-------- DATA RECORDS
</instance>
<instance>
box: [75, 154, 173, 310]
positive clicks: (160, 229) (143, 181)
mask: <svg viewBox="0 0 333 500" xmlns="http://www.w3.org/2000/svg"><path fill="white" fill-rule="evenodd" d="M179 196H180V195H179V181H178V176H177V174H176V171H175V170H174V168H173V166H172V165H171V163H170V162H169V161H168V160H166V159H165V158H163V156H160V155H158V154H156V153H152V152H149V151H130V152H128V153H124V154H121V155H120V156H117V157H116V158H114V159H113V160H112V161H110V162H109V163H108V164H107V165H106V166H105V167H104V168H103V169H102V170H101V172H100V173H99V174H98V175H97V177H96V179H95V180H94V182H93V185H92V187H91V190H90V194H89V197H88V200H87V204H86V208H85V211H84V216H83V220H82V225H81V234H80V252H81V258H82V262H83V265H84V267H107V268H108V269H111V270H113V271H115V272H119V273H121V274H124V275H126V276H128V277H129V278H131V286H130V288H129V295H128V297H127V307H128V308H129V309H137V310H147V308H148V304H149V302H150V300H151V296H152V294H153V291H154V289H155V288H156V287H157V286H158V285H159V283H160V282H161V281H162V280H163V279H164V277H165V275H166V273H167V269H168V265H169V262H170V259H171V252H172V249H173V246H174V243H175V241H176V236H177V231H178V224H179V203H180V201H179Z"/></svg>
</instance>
----------------
◆ ABOUT THIS TASK: Restate all of the lines in the material exactly as they are.

◆ SOLVED PROBLEM:
</instance>
<instance>
box: [75, 154, 173, 310]
positive clicks: (160, 229) (143, 181)
mask: <svg viewBox="0 0 333 500" xmlns="http://www.w3.org/2000/svg"><path fill="white" fill-rule="evenodd" d="M179 196H180V195H179V181H178V176H177V174H176V171H175V170H174V168H173V166H172V165H171V163H170V162H169V161H168V160H166V159H165V158H163V156H160V155H158V154H156V153H152V152H149V151H130V152H128V153H124V154H121V155H120V156H117V157H116V158H114V159H113V160H112V161H110V162H109V163H108V164H107V165H106V166H105V167H104V168H103V169H102V170H101V172H100V173H99V174H98V175H97V177H96V179H95V180H94V182H93V185H92V187H91V190H90V194H89V197H88V200H87V204H86V208H85V211H84V216H83V220H82V225H81V234H80V252H81V258H82V262H83V265H84V267H107V268H108V269H111V270H113V271H115V272H119V273H121V274H124V275H126V276H128V277H129V278H131V286H130V288H129V295H128V297H127V307H128V308H129V309H137V310H147V308H148V304H149V302H150V300H151V296H152V294H153V291H154V289H155V288H156V287H157V286H158V285H159V283H160V282H161V281H162V280H163V279H164V277H165V275H166V273H167V269H168V265H169V262H170V259H171V252H172V249H173V246H174V243H175V241H176V236H177V231H178V224H179V203H180V201H179Z"/></svg>
</instance>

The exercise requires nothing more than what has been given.